- _THE REQUEST_
Rename "exercise" to "task" everywhere in the material below, and leave the rest of the text unchanged.

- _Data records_
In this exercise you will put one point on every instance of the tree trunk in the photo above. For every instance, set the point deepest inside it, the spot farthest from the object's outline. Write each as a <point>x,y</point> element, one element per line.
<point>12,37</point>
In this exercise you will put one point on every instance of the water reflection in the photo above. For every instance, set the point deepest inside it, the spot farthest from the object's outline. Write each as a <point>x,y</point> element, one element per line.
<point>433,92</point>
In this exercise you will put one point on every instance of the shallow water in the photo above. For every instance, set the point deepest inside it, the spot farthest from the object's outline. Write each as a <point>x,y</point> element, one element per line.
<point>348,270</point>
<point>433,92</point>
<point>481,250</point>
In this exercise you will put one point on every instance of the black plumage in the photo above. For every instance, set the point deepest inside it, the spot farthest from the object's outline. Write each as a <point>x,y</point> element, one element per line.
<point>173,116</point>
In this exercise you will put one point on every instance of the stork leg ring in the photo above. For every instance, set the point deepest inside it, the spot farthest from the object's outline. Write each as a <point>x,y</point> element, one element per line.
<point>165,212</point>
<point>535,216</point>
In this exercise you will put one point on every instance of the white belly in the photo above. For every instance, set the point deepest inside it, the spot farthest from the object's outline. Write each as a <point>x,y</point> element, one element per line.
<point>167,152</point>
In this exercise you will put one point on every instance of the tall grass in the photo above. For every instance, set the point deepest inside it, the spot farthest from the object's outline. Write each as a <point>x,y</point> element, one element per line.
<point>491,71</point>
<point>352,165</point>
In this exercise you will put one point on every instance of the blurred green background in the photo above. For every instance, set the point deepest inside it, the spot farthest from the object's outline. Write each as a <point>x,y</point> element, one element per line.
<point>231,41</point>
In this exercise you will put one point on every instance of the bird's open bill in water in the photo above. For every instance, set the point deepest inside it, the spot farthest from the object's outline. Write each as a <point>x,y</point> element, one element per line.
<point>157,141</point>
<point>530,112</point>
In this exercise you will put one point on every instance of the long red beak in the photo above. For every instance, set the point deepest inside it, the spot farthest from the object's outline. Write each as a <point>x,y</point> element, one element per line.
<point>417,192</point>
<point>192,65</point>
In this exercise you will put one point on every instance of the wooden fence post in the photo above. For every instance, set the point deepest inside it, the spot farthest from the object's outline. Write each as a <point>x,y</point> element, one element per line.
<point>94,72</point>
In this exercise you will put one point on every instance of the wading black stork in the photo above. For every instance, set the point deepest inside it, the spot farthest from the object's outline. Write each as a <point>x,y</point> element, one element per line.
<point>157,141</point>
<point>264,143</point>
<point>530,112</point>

- _CORRECT OUTPUT_
In this task you will put one point on every instance of the tree trunk in the photo above. For every instance, set the point deepest inside it, the spot farthest from the object's outline. Write each as a <point>x,y</point> element, one element per line.
<point>12,37</point>
In this task you will put one point on every instance of the water reflection in the photo above. For every instance, set the point deepest inside it, the spot farthest from the object's outline. Write each as a <point>x,y</point> element, one element per line.
<point>433,92</point>
In this task you will put one point on every instance of the shallow water in the photo above. For every instance, set the point deepest inside it, the spot farthest from the object's outline. Write each as a <point>x,y</point> element, one element per line.
<point>348,270</point>
<point>433,92</point>
<point>481,250</point>
In this task you will put one point on every instance of the black plumage in the photo above. For every instance, set the point deepest inside it, the spot farthest from the object's outline. Write each as a <point>x,y</point> element, one element per line.
<point>173,116</point>
In this task you will put one point on every instance of the stork leg ring in the photo above. For every instance, set the point deepest inside it, the spot farthest from the object's outline. Write each as a <point>x,y</point> element, one element per line.
<point>165,212</point>
<point>535,216</point>
In this task you will put one point on every instance of the white belly in the photo above. For every instance, set the point deepest inside it, the spot farthest from the object's outline. Write each as a <point>x,y</point> element, one element per line.
<point>167,152</point>
In this task you will put one point on every instance of the tall grass in the photo above. For every instance, set the point deepest inside it, the spot farthest from the object's outline. Write each as a <point>x,y</point> element, one element per line.
<point>491,71</point>
<point>352,165</point>
In this task you will put one point on every instance of the blurred green background in the photo above. For every instance, set the point deepest inside it, the spot farthest from the object's outline. Write each as a <point>x,y</point> element, one element per line.
<point>231,41</point>
In this task you will put one point on every instance of the bird's open bill in water in the photo above. For every instance, set the point deepest inside it, the spot farthest from the object's outline. Write each as a <point>x,y</point> element, one element per line.
<point>157,141</point>
<point>530,112</point>
In this task you will put one point on every instance of the long red beak in the photo above. For every instance, set the point deepest inside it, the spot farthest from the object's outline. Write each as a <point>x,y</point> element, one element per line.
<point>417,192</point>
<point>192,65</point>
In this task you will put one point on every instance of the wooden fence post in the photo above. For every instance, set the point deepest inside it, the spot farthest from the object's outline. Write each as a <point>x,y</point> element, one element per line.
<point>94,72</point>
In this task you will put one point on every instance of the wading black stork in the photo above. For every instance, set the point deepest inside it, the spot farthest from the object's outline. Write each as a <point>x,y</point> element, one element per line.
<point>157,141</point>
<point>264,143</point>
<point>530,112</point>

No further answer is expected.